═════ Trecho do texto

O Sr. Marquez de Ficalho: — Este artigo já passou, quem tinha observações a fazer contra elle devia-as ter appresentado hontem; mas se alguem as tinha a fazer eram os que votaram a favor delle, e não os que votaram contra, pois quem não gosta da sua doctrina, tanto se lhe dá que passe assim como de outra maneira: o costume desta Camara é votar os artigos taes quaes, é salva a redacção quando assim se declara, mas isto não se fez hontem; por consequencia o artigo passou tal qual.

O Sr. Margiochi: — Muitas vezes se tem feito o

20*

Página 156

(156)

contrario. Ora ainda que eu não esteja responsavel, como deu a intender o Digno Par que fallou, com tudo desejo que as Leis não saiam daqui com motivos superfluos; as Leis são illustradas, e motivadas pela discussão, e não conservando-se nellas os seus motivos.

O Sr. Vice-Presidente: — Pergunto á Camara, se subsiste a redacção do artigo 1.º, vencido hontem?

Assim se resolveu por uma votação.

O Sr. Vice-Presidente: — Vai-se ler a emenda do Sr. Conde de Linhares ao artigo 2.º, e entra em discussão uma e outra cousa.

Lida a mencionada emenda pelo Sr. Secretario Barão de Alcobaça, pediu a palavra e disse

O Sr. Gyrão: — Eu hontem levantava-me para dar uma explicação ao meu Illustre Collega e particular amigo o Sr. Sarmento; não o pude conseguir, porque fui chamado á Ordem; por consequencia aproveitarei para isso esta occasião, se V. Exc.ª mo permittir.

O Sr. Vice-Presidente: — Não confundâmos a Ordem do dia de hoje, com a questão de hontem que já acabou.

O Sr. Gyrão: — Mas lançou-se-me um stigma particular, sobre que devo dizer alguma cousa.

O Sr. Sarmento: — Nesse caso sou eu quem tem de dar uma satisfação, porque a explicação torna-se contra mim.

O Sr. Vice-Presidente: — O Sr. Sarmento creio que não offendeu ninguem; talvez lhe escapassem algumas palavras...

O Sr. Sarmento: — Nem isso.

══════════
═════ Itens extraídos

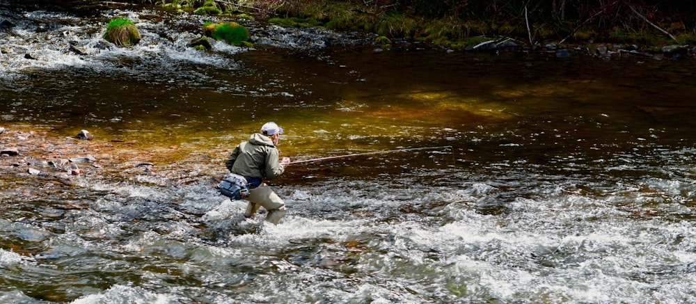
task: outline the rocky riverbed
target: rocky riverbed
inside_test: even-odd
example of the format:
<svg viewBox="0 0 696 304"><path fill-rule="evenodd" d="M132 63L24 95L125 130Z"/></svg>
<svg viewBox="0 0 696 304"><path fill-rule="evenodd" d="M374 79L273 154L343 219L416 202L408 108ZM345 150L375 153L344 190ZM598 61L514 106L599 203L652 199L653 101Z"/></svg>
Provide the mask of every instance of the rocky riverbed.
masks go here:
<svg viewBox="0 0 696 304"><path fill-rule="evenodd" d="M0 170L12 176L0 182L8 184L24 180L22 184L39 186L47 182L74 186L86 179L104 179L161 186L212 184L221 177L223 159L229 152L223 150L211 154L178 145L143 147L135 141L87 139L81 134L63 137L29 126L0 127Z"/></svg>

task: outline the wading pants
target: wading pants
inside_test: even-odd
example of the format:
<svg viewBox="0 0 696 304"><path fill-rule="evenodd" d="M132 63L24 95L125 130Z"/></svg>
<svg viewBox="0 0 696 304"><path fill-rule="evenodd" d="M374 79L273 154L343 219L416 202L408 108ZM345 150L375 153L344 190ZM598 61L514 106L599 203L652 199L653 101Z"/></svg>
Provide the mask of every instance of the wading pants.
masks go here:
<svg viewBox="0 0 696 304"><path fill-rule="evenodd" d="M255 216L256 211L260 207L268 210L268 215L266 216L267 222L278 225L283 216L285 215L285 202L265 183L251 189L249 191L249 196L244 199L249 201L246 211L244 211L246 217Z"/></svg>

══════════

- Instruções e requisitos: Reproduza tudo o que vai de "contrario. Ora ainda" até "1.º, vencido hontem?" no texto, trocando "discussão" por "deliberação". Recorra apenas ao texto.

- Resposta escrita:
contrario. Ora ainda que eu não esteja responsavel, como deu a intender o Digno Par que fallou, com tudo desejo que as Leis não saiam daqui com motivos superfluos; as Leis são illustradas, e motivadas pela deliberação, e não conservando-se nellas os seus motivos.

O Sr. Vice-Presidente: — Pergunto á Camara, se subsiste a redacção do artigo 1.º, vencido hontem?